Beleza, sensibilidade, poesia. De facto, a meu ver, estas são palavras que caracterizam de forma fantástica o cinema Italiano, capaz de um tremendo sentido estético que reside nos cenários, na própria língua, na sensibilidade poética com que os filmes são feitos. Ora, O Carteiro de Pablo Neruda, de Michael Radford e Massimo Troisi, não fica atrás dessa ideia. Aliás, ainda a reforça a conceção de grande beleza da própria essência dos filmes italianos, desde os argumentos inteligentes, aparentemente simples, até aos cenários e bandas sonoras inigualáveis.
Bom, a longa metragem, baseada no livro O Carteiro e o Poeta, do chileno Antonio Skármeta, começa quando o poeta chileno Pablo Neruda (Philippe Noiret) se muda, exilado, para uma ilha pequena italiana, onde mora Mario Ruoppolo (Massimo Troisi). Mario, um homem simples e tímido que no início do filme mal sabe ler e escrever, arranja emprego como carteiro e fica responsável pela entrega da correspondência a Neruda. Assim, fascinado por uma rapariga local, Beatrice (Maria Grazia Cucinotta), pede ajuda ao poeta para este o ensinar a escrever poesia, de modo a conseguir conquista-la e expressar-se por via da beleza das “metáforas”. Assim se desenvolve uma amizade improvável muito interessante.

• DADOS FORNECIDOS
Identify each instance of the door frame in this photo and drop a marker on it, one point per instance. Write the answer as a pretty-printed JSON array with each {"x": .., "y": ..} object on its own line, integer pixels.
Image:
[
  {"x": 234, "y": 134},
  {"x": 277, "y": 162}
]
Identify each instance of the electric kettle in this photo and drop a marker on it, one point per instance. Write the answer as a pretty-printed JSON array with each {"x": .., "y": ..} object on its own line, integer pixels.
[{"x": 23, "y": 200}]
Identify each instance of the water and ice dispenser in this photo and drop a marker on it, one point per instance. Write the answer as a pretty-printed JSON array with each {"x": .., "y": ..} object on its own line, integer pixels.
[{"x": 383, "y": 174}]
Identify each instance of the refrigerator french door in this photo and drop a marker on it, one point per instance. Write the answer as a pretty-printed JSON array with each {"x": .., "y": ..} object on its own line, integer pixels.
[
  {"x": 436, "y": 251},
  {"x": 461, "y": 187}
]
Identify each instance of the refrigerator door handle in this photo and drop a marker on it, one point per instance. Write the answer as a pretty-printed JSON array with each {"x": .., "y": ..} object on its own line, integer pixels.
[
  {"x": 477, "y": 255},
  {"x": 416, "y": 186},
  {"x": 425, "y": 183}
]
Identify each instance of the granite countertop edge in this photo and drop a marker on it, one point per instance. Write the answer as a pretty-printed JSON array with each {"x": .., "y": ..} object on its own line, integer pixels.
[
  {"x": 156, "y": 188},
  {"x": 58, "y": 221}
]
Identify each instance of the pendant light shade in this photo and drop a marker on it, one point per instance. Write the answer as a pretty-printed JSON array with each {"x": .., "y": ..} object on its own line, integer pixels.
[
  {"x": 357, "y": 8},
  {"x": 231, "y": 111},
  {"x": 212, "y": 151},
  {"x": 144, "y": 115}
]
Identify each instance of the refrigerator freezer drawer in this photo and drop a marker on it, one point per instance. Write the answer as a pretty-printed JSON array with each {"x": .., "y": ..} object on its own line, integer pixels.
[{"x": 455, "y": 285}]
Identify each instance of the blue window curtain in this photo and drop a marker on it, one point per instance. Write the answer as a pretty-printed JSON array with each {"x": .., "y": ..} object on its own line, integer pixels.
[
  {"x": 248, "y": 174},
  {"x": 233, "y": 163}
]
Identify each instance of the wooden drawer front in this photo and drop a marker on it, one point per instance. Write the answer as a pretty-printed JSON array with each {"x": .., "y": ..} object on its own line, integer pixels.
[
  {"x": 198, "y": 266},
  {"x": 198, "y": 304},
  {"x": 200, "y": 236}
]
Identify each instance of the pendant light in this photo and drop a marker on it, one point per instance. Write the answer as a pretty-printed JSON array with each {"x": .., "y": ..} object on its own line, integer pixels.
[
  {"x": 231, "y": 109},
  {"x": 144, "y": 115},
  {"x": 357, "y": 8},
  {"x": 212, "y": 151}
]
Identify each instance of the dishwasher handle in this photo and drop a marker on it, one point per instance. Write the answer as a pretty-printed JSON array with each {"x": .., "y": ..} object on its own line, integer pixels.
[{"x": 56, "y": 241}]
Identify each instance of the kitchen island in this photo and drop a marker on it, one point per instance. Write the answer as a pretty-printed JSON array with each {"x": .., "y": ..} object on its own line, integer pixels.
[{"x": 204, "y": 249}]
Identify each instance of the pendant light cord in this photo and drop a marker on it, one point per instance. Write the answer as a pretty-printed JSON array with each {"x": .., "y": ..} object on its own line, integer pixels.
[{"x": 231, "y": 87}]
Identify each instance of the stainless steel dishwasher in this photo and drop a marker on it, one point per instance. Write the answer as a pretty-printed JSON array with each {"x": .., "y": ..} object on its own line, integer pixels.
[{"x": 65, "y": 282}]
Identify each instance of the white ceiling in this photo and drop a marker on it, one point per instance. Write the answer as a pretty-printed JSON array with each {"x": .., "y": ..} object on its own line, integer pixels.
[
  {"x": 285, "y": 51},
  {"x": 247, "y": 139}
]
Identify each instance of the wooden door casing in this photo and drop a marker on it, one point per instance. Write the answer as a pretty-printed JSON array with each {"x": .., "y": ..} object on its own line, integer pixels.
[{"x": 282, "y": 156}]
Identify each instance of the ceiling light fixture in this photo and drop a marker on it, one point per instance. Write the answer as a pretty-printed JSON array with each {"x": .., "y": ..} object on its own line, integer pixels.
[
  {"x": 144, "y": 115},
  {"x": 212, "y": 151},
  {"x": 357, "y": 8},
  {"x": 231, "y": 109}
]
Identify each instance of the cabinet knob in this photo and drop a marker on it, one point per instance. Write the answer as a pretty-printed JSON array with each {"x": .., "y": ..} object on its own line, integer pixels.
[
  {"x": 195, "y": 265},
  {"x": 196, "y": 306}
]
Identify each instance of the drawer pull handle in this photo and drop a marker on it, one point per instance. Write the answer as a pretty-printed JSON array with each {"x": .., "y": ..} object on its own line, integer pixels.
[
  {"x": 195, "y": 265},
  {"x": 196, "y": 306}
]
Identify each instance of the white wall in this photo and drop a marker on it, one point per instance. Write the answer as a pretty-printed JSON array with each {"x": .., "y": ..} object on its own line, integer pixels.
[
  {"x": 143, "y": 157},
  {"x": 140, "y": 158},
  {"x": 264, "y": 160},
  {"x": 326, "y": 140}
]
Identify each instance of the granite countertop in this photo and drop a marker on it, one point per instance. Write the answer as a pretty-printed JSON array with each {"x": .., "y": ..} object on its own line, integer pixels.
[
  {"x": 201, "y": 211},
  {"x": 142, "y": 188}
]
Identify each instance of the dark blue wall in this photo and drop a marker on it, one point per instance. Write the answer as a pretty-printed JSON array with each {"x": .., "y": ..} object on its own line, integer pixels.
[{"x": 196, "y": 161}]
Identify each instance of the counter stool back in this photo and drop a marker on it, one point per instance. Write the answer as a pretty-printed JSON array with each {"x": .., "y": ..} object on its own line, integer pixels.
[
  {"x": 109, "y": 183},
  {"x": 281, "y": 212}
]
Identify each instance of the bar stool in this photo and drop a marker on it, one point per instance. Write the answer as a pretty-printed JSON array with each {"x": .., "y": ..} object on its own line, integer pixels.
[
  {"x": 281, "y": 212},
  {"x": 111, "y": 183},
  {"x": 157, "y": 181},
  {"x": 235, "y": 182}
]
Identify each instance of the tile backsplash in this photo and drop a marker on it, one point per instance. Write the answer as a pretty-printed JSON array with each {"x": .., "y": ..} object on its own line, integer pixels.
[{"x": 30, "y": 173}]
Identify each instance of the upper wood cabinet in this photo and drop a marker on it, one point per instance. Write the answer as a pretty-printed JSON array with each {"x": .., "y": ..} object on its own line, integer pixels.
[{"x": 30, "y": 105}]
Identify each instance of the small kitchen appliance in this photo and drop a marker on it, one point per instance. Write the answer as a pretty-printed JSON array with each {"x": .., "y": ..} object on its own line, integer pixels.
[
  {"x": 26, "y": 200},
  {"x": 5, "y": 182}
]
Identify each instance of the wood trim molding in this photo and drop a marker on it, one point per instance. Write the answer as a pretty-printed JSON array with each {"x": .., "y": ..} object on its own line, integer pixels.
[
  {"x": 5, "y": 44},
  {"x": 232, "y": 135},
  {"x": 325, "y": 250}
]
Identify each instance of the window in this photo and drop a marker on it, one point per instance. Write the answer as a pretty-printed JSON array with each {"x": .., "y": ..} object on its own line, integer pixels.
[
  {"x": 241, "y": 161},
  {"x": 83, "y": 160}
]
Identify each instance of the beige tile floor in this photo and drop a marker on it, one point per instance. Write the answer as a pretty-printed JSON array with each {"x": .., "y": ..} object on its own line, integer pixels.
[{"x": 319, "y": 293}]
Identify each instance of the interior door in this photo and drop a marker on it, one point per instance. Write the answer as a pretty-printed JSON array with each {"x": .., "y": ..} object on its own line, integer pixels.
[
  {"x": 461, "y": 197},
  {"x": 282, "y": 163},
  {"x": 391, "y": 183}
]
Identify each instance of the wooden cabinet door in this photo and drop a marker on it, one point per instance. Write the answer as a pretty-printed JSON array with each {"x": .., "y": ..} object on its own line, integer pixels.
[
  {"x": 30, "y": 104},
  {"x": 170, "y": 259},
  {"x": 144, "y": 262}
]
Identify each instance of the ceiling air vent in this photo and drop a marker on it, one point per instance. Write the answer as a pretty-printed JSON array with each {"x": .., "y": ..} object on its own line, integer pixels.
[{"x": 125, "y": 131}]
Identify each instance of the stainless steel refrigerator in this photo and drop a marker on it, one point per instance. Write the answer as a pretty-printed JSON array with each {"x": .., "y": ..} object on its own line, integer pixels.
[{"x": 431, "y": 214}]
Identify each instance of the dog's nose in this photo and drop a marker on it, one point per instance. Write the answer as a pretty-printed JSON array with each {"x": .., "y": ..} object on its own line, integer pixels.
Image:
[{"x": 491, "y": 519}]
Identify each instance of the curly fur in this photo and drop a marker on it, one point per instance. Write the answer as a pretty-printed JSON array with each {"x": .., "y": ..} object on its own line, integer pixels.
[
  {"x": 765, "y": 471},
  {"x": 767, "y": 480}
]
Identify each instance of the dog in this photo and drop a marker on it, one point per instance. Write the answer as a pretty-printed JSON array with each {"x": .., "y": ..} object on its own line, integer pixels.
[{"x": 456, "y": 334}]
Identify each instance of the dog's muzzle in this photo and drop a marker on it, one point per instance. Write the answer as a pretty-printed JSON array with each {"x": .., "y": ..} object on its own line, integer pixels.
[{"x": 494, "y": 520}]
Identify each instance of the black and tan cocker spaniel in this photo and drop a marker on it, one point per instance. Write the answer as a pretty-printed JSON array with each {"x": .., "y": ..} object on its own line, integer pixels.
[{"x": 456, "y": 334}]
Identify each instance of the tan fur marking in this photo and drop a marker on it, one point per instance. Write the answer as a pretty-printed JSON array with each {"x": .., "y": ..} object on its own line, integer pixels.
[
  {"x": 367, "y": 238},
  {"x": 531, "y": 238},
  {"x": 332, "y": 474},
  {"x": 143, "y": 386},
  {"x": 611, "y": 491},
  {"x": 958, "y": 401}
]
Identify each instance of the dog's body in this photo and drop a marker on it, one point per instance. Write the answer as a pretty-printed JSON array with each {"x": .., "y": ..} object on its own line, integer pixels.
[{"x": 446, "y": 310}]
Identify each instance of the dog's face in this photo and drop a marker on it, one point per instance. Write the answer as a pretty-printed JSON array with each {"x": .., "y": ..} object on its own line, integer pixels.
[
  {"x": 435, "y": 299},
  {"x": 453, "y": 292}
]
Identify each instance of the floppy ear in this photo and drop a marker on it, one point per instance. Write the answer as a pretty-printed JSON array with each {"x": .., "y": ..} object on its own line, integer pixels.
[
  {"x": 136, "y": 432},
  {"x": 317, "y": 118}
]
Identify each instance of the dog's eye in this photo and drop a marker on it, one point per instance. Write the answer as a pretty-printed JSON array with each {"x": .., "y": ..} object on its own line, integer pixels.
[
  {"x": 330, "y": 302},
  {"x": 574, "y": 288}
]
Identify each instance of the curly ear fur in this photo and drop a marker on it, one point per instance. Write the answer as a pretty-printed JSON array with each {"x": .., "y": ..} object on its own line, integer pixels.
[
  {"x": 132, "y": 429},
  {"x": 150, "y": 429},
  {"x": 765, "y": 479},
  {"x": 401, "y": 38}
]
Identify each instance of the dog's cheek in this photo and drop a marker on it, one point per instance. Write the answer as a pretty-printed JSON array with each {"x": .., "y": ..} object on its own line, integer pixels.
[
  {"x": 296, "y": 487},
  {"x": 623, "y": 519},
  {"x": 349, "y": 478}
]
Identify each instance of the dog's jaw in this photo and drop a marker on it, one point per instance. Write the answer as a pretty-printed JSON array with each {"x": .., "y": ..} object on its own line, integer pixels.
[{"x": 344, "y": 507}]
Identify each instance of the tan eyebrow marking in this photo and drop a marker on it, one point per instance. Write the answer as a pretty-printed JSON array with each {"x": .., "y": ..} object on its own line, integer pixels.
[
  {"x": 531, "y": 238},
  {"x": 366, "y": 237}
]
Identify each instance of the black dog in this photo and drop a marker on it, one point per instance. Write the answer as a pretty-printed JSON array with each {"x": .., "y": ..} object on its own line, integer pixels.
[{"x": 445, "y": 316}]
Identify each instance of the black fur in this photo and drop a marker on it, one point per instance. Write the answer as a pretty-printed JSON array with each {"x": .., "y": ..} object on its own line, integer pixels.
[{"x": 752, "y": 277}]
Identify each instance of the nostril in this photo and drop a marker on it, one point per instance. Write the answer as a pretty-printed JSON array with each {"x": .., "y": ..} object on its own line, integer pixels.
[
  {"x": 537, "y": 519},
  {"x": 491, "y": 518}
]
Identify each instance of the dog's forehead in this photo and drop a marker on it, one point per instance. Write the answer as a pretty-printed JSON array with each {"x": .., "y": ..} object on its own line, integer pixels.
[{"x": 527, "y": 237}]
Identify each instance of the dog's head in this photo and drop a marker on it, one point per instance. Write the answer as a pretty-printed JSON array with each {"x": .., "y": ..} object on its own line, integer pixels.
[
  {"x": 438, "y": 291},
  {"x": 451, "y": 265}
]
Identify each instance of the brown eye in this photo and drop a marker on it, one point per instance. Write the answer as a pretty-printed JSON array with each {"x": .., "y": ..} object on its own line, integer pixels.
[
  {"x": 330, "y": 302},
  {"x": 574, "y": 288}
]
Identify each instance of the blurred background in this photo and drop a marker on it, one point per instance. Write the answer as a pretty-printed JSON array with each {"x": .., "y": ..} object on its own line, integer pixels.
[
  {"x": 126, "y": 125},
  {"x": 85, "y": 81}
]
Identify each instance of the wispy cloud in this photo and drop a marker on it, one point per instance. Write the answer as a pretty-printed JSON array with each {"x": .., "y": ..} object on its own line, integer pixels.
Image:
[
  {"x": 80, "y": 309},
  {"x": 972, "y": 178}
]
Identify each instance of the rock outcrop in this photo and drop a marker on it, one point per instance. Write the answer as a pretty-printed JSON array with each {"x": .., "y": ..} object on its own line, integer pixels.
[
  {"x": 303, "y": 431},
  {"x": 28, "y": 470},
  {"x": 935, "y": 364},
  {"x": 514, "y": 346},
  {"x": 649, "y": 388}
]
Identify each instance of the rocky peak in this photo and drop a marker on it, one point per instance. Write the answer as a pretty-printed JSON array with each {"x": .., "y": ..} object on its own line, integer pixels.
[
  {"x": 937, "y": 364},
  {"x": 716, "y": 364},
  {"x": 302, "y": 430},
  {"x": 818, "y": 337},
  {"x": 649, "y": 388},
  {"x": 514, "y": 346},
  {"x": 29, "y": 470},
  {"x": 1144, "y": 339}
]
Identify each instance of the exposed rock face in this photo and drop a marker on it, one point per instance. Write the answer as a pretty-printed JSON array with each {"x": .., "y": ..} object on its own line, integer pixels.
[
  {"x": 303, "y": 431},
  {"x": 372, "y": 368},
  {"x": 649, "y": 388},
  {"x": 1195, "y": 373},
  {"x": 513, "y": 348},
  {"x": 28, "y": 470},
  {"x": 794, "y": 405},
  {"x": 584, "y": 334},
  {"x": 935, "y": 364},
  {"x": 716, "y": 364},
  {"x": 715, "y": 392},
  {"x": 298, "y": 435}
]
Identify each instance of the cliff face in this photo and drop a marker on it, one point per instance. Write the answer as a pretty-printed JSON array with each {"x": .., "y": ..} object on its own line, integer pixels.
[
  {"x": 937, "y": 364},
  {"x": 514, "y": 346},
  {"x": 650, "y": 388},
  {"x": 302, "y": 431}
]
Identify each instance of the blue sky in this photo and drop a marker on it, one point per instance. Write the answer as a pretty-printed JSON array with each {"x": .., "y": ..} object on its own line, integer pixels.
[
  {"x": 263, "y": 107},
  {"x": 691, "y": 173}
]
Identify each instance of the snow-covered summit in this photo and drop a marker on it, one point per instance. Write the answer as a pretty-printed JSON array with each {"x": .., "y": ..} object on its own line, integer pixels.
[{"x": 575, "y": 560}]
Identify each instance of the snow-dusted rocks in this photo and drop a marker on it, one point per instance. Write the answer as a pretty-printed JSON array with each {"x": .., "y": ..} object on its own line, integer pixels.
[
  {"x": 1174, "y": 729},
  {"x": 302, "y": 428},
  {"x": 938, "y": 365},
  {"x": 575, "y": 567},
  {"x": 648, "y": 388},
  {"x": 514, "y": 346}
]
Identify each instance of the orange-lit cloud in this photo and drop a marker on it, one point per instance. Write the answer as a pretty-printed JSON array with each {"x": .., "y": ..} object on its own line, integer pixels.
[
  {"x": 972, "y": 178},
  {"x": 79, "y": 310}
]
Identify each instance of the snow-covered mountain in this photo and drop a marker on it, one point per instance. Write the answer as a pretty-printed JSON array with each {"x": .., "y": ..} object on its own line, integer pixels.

• OBJETIVO INDICADO
Retome a crítica ao filme O Carteiro de Pablo Neruda a partir da última frase apresentada e dê-lhe continuidade.

• RESULTADO DO EXERCÍCIO
Este é, sem dúvida, um dos filmes em que a beleza natural das cenas, que contam com os cenários das ilhas Procida e Salina, ambas no sul de Itália, complementam na perfeição o argumento, também extremamente interessante, que aborda a poesia subentendida à nossa volta e o que ela pode influenciar a nossa visão sobre o mundo. A nossa sensibilidade para o belo nas coisas mais simples, que, neste caso, se alcança pela poesia. Os planos de camera utilizados também tiram o maior proveito da beleza natural dos cenários, fazendo com que a atenção do espectador se foque no quão bela é, neste caso, a natureza e os seus pormenores, algo que, por vezes, até nos pode passar ao lado no dia a dia.
Pessoalmente, considero a parte final das cenas mais bonitas, quando o protagonista grava o que considera ser “as maravilhas” da sua região. Acaba gravando precisamente as coisas mais simples, como as ondas ou o som dos arbustos, sendo esta uma das maiores provas das consequências que a poesia e o poeta tiveram, de facto, sobre o olhar do protagonista sobre o mundo, permitindo-o aperceber-se e apreciar as mais simples formas de expressão de beleza, procurando usar a poesia para as imortalizar.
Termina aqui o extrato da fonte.